En clave interna, hace tiempo ya que el programa nuclear iraní es suficientemente sofisticado como para que no dependa de una sola persona, por importante que pueda haber sido en algún momento. Pero mientras siguen adelante en su empeño, queda de manifiesto que agentes extranjeros y actores locales abiertamente críticos con su dictado –como el grupo de los Muyahidines del Pueblo de Irán (MEK, por sus siglas en persa)– son capaces en pleno territorio iraní de llevar a cabo actos como el que ahora ha terminado con la vida de Fakhrizadeh y en agosto pasado con la de Abu Mohammed al-Masri, mano derecha del líder de al-Qaeda. Eso supone una vulnerabilidad extrema que cuestiona la imagen aparentemente eficiente del todopoderoso Cuerpo de Guardianes de la Revolución Islámica de Irán y que, a buen seguro, quita el sueño a sus máximos responsables.

# QUÉ HACER
1 - Enumere todas las organizaciones o grupos que se nombran en el texto sobre el programa nuclear iraní.
2 - Según el texto sobre el programa nuclear iraní, ¿qué posición tenía Abu Mohammed al-Masri?
3 - Por favor, continúe el texto sobre el programa nuclear iraní a partir de su última oración.

# EXTRACTOS DE REGISTROS
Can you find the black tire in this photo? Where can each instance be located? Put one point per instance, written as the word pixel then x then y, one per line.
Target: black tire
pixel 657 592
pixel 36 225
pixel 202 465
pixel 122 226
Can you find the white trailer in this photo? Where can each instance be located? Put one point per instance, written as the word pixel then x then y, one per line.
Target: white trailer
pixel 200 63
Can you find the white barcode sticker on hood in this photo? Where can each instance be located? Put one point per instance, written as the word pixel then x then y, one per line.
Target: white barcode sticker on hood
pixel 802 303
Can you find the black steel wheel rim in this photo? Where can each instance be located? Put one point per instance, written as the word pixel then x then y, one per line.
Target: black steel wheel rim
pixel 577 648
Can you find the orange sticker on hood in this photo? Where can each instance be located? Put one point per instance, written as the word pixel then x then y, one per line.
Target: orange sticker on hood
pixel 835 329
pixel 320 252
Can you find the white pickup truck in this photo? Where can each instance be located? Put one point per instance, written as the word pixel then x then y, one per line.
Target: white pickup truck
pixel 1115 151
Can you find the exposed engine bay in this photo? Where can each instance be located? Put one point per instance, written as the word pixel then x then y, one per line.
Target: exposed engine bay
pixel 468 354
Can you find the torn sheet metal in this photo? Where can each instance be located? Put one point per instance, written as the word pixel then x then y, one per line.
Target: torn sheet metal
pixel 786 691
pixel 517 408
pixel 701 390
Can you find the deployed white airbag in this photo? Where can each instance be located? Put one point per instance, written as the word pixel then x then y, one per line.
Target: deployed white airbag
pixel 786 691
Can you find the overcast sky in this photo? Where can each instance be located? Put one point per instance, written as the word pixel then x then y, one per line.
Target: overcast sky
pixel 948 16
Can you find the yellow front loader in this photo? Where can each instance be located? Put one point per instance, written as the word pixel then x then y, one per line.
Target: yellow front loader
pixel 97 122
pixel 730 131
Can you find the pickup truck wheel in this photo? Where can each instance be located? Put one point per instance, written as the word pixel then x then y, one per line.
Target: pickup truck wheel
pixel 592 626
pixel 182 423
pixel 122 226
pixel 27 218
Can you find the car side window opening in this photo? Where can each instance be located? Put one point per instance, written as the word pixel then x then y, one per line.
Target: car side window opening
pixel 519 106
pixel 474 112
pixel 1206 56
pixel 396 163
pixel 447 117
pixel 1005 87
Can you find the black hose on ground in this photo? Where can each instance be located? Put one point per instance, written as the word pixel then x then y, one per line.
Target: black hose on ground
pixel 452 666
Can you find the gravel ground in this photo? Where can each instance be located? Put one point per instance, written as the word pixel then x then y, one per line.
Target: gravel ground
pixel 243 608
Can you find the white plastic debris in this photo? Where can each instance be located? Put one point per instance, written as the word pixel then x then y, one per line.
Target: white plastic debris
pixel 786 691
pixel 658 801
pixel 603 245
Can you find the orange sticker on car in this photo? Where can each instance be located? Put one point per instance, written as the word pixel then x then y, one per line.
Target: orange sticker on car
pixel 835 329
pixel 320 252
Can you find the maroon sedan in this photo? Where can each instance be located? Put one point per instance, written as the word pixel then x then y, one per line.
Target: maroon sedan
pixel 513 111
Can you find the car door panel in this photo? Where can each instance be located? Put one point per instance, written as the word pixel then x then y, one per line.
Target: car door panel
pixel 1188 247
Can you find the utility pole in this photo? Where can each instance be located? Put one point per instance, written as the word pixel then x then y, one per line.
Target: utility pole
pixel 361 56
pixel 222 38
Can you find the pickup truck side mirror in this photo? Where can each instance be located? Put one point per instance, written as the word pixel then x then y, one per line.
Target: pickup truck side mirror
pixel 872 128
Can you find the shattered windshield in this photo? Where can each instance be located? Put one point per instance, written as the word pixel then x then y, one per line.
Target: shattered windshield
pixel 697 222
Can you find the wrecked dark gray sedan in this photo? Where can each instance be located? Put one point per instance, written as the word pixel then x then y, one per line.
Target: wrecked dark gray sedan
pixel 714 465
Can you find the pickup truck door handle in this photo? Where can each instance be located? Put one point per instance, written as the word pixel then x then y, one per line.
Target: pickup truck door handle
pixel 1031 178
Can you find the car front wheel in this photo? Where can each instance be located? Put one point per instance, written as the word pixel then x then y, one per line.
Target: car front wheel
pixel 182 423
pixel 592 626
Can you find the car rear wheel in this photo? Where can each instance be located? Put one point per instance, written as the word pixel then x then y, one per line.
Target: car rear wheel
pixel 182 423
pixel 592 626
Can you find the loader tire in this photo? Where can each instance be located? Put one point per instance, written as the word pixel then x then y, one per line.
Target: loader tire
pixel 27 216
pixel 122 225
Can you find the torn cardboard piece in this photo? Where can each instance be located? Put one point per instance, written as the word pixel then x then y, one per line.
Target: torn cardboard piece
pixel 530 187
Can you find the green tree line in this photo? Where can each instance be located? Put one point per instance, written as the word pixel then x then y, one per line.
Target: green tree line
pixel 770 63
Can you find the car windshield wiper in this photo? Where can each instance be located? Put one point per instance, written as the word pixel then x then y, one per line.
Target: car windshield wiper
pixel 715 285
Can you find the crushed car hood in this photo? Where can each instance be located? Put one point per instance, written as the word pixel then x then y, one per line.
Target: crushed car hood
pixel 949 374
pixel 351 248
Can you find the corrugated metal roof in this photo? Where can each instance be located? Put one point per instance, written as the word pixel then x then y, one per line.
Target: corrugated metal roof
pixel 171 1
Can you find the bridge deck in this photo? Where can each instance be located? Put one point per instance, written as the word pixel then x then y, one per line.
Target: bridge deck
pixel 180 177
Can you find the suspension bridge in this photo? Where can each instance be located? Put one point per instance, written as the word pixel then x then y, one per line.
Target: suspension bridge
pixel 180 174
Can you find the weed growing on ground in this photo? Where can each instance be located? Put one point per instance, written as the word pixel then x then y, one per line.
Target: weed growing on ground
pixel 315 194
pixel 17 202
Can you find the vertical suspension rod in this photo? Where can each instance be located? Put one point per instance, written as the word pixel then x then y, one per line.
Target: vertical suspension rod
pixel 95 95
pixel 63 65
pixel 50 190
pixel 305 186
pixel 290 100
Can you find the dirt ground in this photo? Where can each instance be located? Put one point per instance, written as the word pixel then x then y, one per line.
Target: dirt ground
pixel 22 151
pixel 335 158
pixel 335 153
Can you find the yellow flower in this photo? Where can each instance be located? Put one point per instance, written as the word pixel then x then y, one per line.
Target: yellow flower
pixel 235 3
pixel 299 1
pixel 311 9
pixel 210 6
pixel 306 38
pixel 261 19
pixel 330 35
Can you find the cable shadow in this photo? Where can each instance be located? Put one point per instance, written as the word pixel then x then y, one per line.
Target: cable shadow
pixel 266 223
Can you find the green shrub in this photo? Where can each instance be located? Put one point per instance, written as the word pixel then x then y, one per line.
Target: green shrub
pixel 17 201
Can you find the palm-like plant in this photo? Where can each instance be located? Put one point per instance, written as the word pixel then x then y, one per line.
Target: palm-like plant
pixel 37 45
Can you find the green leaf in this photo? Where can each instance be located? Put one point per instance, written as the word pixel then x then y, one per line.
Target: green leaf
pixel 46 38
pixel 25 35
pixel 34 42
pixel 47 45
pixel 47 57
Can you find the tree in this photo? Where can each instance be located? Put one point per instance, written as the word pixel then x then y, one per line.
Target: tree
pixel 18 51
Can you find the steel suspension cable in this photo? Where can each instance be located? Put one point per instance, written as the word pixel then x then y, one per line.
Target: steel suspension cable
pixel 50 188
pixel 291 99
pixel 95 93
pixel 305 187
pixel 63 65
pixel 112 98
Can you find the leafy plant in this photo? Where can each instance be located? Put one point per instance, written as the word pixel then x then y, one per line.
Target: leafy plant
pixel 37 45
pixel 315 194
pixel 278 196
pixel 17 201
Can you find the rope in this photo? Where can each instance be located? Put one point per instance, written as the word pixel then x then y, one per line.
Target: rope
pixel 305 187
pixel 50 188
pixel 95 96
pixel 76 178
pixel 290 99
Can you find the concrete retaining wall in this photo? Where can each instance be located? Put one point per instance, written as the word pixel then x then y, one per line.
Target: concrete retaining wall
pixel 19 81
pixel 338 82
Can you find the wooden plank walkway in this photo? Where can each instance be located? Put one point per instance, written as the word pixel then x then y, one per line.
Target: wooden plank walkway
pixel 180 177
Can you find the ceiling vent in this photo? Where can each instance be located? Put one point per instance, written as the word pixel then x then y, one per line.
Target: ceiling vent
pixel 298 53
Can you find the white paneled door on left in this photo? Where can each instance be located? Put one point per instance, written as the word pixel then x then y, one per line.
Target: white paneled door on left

# RESPUESTAS
1 -
- Muyahidines del Pueblo de Irán (MEK)
- al-Qaeda
- Cuerpo de Guardianes de la Revolución Islámica de Irán

2 - Era la mano derecha del líder de al-Qaeda.

3 -
Igualmente, es obvio que ese asesinato tampoco sirve a la causa de la paz en el convulso Oriente Medio. Los enemigos de Irán saben que no hay solución militar al problema que supone su intención de liderar la región y exportar su modelo. Saben, asimismo, que Joe Biden se ha mostrado partidario de volver al mencionado acuerdo de 2015 y que, por tanto, el tiempo apremia antes de que Irán pueda liberarse de las sanciones y volver al escenario internacional como uno más. En consecuencia, lo que desesperadamente buscan esos enemigos –en una amalgama en la que Donald Trump, Mohamed bin Salman y Benjamin Netanyahu destacan sobremanera– es provocar una sobrerreacción iraní que les sirva de argumento para incrementar el castigo y abortar el posible acercamiento que Biden pueda tener en mente. Apuestan, sin disimulo, al “cuanto peor, mejor”.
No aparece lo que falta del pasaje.